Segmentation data
------------
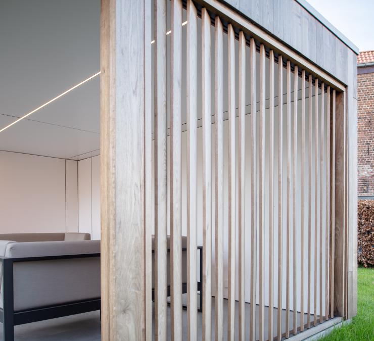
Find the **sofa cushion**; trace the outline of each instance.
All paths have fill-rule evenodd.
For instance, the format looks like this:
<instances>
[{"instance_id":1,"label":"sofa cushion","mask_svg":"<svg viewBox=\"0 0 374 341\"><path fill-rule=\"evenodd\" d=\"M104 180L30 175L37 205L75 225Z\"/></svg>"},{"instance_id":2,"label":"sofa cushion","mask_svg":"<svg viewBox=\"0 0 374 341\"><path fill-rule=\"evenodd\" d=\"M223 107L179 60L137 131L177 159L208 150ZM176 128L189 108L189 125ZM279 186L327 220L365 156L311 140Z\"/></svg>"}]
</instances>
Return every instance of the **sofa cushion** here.
<instances>
[{"instance_id":1,"label":"sofa cushion","mask_svg":"<svg viewBox=\"0 0 374 341\"><path fill-rule=\"evenodd\" d=\"M15 242L7 246L5 256L20 258L100 252L100 240ZM15 262L14 290L16 311L100 298L100 258Z\"/></svg>"},{"instance_id":2,"label":"sofa cushion","mask_svg":"<svg viewBox=\"0 0 374 341\"><path fill-rule=\"evenodd\" d=\"M64 240L65 233L5 233L0 234L0 240L25 241Z\"/></svg>"},{"instance_id":3,"label":"sofa cushion","mask_svg":"<svg viewBox=\"0 0 374 341\"><path fill-rule=\"evenodd\" d=\"M65 241L76 241L78 240L90 240L91 235L89 233L81 233L78 232L69 232L65 234Z\"/></svg>"}]
</instances>

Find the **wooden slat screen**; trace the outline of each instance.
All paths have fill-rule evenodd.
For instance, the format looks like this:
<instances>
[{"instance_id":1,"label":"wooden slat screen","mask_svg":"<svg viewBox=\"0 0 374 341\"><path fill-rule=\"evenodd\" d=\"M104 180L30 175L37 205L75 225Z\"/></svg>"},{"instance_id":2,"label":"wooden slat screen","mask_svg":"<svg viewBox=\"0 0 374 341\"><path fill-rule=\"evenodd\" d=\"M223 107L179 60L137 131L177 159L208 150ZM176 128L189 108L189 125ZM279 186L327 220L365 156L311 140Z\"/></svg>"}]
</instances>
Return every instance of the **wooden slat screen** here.
<instances>
[{"instance_id":1,"label":"wooden slat screen","mask_svg":"<svg viewBox=\"0 0 374 341\"><path fill-rule=\"evenodd\" d=\"M145 116L146 337L288 338L334 316L337 89L192 0L171 1L168 31L168 4Z\"/></svg>"}]
</instances>

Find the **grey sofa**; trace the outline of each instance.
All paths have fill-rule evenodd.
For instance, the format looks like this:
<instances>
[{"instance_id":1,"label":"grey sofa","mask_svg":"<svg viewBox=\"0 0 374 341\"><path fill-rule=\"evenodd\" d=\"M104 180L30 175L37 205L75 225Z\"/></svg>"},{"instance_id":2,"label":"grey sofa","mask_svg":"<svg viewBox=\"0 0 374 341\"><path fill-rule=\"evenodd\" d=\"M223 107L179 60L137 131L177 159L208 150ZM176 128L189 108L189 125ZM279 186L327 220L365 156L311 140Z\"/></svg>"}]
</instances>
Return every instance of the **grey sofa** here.
<instances>
[{"instance_id":1,"label":"grey sofa","mask_svg":"<svg viewBox=\"0 0 374 341\"><path fill-rule=\"evenodd\" d=\"M0 234L0 322L14 326L100 309L100 241L87 233Z\"/></svg>"}]
</instances>

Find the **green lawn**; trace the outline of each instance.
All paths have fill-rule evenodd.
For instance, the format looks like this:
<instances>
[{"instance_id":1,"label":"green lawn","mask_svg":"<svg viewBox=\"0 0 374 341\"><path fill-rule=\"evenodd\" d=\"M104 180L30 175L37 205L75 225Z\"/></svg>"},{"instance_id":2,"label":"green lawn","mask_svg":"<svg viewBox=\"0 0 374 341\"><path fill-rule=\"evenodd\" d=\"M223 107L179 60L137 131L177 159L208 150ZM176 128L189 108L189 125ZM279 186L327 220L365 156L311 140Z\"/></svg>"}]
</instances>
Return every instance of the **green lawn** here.
<instances>
[{"instance_id":1,"label":"green lawn","mask_svg":"<svg viewBox=\"0 0 374 341\"><path fill-rule=\"evenodd\" d=\"M337 328L323 341L374 340L374 268L359 268L357 315L349 324Z\"/></svg>"}]
</instances>

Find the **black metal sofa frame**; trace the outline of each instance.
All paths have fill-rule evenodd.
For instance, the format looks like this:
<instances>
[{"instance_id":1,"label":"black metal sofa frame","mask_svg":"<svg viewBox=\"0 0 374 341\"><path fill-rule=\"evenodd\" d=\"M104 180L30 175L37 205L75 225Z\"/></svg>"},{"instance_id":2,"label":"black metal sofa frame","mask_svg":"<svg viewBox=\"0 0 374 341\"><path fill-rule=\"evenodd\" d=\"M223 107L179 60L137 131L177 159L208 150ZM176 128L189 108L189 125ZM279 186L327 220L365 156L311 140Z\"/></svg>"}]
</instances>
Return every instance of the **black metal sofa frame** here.
<instances>
[{"instance_id":1,"label":"black metal sofa frame","mask_svg":"<svg viewBox=\"0 0 374 341\"><path fill-rule=\"evenodd\" d=\"M0 309L0 322L3 323L4 341L14 340L14 326L99 310L101 306L101 298L98 297L89 300L68 302L64 304L14 311L13 265L15 263L100 257L100 253L19 258L0 257L0 262L3 263L3 309Z\"/></svg>"}]
</instances>

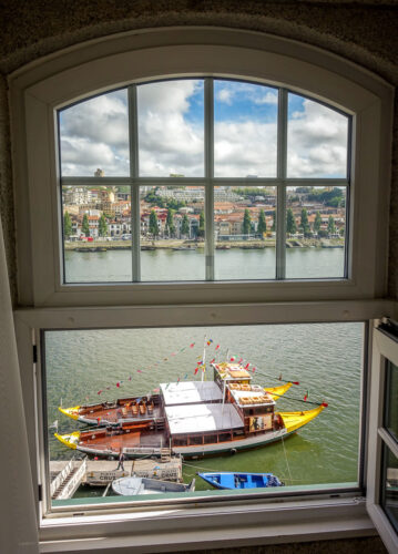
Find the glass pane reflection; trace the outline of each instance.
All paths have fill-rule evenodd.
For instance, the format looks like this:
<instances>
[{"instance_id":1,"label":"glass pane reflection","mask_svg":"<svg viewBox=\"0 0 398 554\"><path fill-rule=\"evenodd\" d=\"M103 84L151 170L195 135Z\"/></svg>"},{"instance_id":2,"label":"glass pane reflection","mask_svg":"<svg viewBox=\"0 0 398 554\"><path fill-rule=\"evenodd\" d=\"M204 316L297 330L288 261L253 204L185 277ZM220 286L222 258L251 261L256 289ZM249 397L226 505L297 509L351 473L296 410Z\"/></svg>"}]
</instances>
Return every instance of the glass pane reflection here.
<instances>
[{"instance_id":1,"label":"glass pane reflection","mask_svg":"<svg viewBox=\"0 0 398 554\"><path fill-rule=\"evenodd\" d=\"M137 86L141 177L204 176L203 91L190 79Z\"/></svg>"},{"instance_id":2,"label":"glass pane reflection","mask_svg":"<svg viewBox=\"0 0 398 554\"><path fill-rule=\"evenodd\" d=\"M384 444L381 506L398 533L398 459Z\"/></svg>"},{"instance_id":3,"label":"glass pane reflection","mask_svg":"<svg viewBox=\"0 0 398 554\"><path fill-rule=\"evenodd\" d=\"M345 187L287 187L286 278L345 275Z\"/></svg>"},{"instance_id":4,"label":"glass pane reflection","mask_svg":"<svg viewBox=\"0 0 398 554\"><path fill-rule=\"evenodd\" d=\"M398 368L387 361L385 427L398 441Z\"/></svg>"},{"instance_id":5,"label":"glass pane reflection","mask_svg":"<svg viewBox=\"0 0 398 554\"><path fill-rule=\"evenodd\" d=\"M319 102L288 94L287 176L347 176L348 117Z\"/></svg>"},{"instance_id":6,"label":"glass pane reflection","mask_svg":"<svg viewBox=\"0 0 398 554\"><path fill-rule=\"evenodd\" d=\"M59 117L63 177L130 175L125 89L61 110Z\"/></svg>"},{"instance_id":7,"label":"glass pane reflection","mask_svg":"<svg viewBox=\"0 0 398 554\"><path fill-rule=\"evenodd\" d=\"M215 278L275 278L276 187L214 191Z\"/></svg>"},{"instance_id":8,"label":"glass pane reflection","mask_svg":"<svg viewBox=\"0 0 398 554\"><path fill-rule=\"evenodd\" d=\"M214 81L214 175L275 177L277 90Z\"/></svg>"},{"instance_id":9,"label":"glass pane reflection","mask_svg":"<svg viewBox=\"0 0 398 554\"><path fill-rule=\"evenodd\" d=\"M205 278L203 186L142 186L141 280Z\"/></svg>"},{"instance_id":10,"label":"glass pane reflection","mask_svg":"<svg viewBox=\"0 0 398 554\"><path fill-rule=\"evenodd\" d=\"M65 283L132 280L129 186L63 186Z\"/></svg>"}]
</instances>

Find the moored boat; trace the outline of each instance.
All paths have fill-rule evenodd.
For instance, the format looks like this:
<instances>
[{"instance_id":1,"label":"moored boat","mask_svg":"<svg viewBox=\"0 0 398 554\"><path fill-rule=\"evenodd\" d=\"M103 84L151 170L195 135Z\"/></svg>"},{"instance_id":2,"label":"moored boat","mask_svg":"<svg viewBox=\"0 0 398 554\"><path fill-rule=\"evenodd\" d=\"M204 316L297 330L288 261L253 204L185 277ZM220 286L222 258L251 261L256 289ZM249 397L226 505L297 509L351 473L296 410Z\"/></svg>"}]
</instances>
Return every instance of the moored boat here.
<instances>
[{"instance_id":1,"label":"moored boat","mask_svg":"<svg viewBox=\"0 0 398 554\"><path fill-rule=\"evenodd\" d=\"M284 485L273 473L220 471L214 473L197 473L197 475L216 489L242 490Z\"/></svg>"},{"instance_id":2,"label":"moored boat","mask_svg":"<svg viewBox=\"0 0 398 554\"><path fill-rule=\"evenodd\" d=\"M218 391L212 384L212 381L180 381L177 383L162 384L162 394L146 394L142 397L125 397L114 401L98 402L94 404L73 406L69 408L59 407L59 410L64 416L80 421L81 423L104 427L118 425L123 421L141 421L143 419L156 419L163 412L162 402L163 394L167 397L171 391L180 393L180 398L190 398L191 403L222 401L223 382L236 382L247 384L252 380L252 376L239 363L221 362L216 363L217 368L214 371L214 379L218 386ZM241 377L239 377L241 376ZM278 387L258 387L258 390L264 389L271 394L273 400L278 400L292 387L292 381L288 381ZM169 389L169 392L166 392ZM213 390L213 393L211 392ZM180 400L176 400L180 403Z\"/></svg>"},{"instance_id":3,"label":"moored boat","mask_svg":"<svg viewBox=\"0 0 398 554\"><path fill-rule=\"evenodd\" d=\"M159 479L129 476L112 481L112 490L122 496L135 496L141 494L165 494L170 492L194 492L195 480L191 483L174 483Z\"/></svg>"},{"instance_id":4,"label":"moored boat","mask_svg":"<svg viewBox=\"0 0 398 554\"><path fill-rule=\"evenodd\" d=\"M185 458L263 447L284 439L326 408L275 412L273 394L238 365L213 363L214 381L161 383L156 414L143 412L115 425L55 437L91 455L161 455L164 448ZM275 392L274 392L275 394Z\"/></svg>"}]
</instances>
------------
• _TASK DETAILS_
Please update everything in the material from "Find the **green" down to "Return every instance of the **green", replacing "green lawn" with "grassy field" and leaving the rest unchanged.

• _OUTPUT FOR THIS EXERCISE_
Find the **grassy field**; trace the outline of each instance.
All paths have fill-rule evenodd.
For instance, the format looks like this:
<instances>
[{"instance_id":1,"label":"grassy field","mask_svg":"<svg viewBox=\"0 0 374 341\"><path fill-rule=\"evenodd\" d=\"M104 180L30 175L37 205L75 225Z\"/></svg>"},{"instance_id":2,"label":"grassy field","mask_svg":"<svg viewBox=\"0 0 374 341\"><path fill-rule=\"evenodd\" d=\"M223 107L179 60L137 131L177 159L208 150ZM176 128L189 108L189 125ZM279 186L327 220L365 156L311 140Z\"/></svg>"}]
</instances>
Return every instance of the **grassy field** here.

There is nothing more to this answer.